◆ TASK DESCRIPTION:
Change "orange helmet" to "yellow helmet" in the records from the line with "locate the orange" through the line with "[777,376,824,411]", and give those lines again with everything else left as it is.

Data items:
= = =

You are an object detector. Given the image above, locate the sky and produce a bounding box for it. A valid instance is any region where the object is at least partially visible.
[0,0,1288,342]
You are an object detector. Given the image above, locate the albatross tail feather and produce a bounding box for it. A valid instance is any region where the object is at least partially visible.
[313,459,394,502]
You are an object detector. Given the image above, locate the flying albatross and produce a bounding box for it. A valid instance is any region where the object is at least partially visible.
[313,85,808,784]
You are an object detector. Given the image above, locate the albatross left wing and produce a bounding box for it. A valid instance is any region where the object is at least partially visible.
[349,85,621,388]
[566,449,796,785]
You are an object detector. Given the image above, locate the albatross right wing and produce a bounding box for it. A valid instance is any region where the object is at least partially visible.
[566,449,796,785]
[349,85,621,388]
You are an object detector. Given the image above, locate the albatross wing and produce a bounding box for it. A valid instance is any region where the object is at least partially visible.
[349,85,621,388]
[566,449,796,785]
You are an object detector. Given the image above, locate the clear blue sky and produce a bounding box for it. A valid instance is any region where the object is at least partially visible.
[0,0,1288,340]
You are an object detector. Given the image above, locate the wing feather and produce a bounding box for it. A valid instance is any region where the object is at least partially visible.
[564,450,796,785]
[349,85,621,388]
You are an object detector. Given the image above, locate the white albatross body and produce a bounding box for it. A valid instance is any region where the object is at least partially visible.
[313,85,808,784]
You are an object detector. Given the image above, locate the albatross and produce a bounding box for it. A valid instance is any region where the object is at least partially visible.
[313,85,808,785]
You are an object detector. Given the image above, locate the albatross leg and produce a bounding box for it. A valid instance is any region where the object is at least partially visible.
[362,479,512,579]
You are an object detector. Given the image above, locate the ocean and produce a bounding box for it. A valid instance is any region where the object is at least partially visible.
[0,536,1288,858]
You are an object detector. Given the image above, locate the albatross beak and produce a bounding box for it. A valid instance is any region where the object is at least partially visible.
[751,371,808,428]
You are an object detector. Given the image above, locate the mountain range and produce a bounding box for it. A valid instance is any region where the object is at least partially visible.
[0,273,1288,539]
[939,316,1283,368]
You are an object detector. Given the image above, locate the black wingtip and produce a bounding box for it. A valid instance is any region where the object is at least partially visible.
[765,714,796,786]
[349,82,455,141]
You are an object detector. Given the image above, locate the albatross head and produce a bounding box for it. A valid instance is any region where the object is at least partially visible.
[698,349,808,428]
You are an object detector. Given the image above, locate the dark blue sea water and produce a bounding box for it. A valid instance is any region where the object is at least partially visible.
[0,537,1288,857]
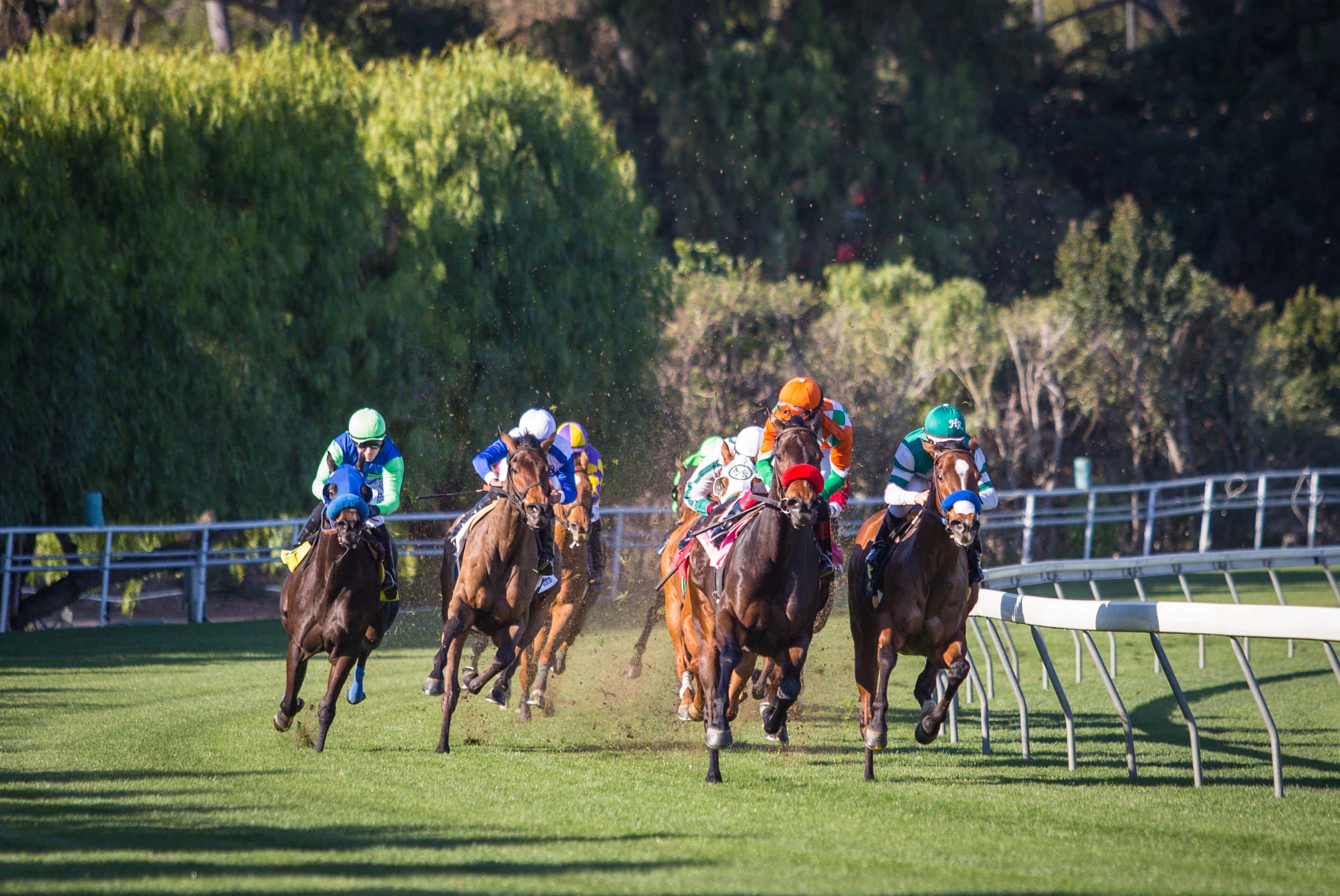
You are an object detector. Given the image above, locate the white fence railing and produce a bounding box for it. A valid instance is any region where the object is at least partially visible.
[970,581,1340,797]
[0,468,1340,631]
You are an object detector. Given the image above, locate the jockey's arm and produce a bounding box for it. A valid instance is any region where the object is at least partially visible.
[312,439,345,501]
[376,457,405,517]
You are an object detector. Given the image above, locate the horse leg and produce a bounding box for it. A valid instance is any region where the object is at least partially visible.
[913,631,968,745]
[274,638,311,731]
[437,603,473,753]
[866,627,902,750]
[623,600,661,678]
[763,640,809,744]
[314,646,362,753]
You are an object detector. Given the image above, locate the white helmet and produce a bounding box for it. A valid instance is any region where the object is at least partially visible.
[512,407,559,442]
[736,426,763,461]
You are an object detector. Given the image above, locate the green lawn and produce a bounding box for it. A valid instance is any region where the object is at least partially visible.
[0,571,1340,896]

= = =

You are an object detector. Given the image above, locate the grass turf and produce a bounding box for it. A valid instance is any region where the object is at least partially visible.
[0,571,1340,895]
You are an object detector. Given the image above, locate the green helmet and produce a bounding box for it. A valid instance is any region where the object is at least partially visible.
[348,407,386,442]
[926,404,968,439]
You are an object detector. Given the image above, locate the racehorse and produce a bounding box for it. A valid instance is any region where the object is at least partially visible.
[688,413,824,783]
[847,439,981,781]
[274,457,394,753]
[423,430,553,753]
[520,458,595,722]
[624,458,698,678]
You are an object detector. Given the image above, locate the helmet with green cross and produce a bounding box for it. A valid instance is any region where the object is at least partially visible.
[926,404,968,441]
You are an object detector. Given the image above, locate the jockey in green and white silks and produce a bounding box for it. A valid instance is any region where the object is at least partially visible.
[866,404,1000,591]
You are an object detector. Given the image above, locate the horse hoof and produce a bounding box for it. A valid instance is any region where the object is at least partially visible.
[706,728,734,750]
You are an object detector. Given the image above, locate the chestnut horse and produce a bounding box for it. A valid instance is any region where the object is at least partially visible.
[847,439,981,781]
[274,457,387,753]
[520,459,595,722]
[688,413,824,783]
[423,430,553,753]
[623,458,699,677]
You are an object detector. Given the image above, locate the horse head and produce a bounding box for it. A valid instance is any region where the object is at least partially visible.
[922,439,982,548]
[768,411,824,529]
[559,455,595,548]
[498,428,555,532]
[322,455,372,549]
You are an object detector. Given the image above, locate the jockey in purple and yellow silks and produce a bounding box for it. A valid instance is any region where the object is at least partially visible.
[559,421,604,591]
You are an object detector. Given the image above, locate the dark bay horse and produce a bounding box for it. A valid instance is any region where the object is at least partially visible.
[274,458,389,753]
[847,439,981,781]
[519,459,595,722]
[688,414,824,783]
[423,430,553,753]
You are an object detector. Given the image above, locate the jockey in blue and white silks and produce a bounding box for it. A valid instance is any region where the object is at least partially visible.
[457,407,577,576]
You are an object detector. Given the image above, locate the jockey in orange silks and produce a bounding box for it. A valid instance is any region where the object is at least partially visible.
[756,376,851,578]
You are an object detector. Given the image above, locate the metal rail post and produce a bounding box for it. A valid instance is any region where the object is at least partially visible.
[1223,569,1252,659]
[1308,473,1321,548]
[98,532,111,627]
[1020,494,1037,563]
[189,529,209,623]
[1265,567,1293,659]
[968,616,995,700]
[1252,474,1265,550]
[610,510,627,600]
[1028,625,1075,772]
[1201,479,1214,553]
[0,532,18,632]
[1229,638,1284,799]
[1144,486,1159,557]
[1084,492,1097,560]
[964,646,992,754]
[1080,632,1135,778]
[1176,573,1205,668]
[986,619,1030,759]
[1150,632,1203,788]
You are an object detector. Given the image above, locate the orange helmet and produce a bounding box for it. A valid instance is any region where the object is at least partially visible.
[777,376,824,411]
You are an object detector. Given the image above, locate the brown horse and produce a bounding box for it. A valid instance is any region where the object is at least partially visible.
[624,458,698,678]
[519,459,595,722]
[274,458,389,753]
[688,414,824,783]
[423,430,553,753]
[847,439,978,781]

= = =

◆ FULL RESPONSE:
You are an object detector. Given the image above, locate the yellow helmet and produce a bounding box for it. A valid instance is any region where the object is at least partially visible.
[777,376,824,411]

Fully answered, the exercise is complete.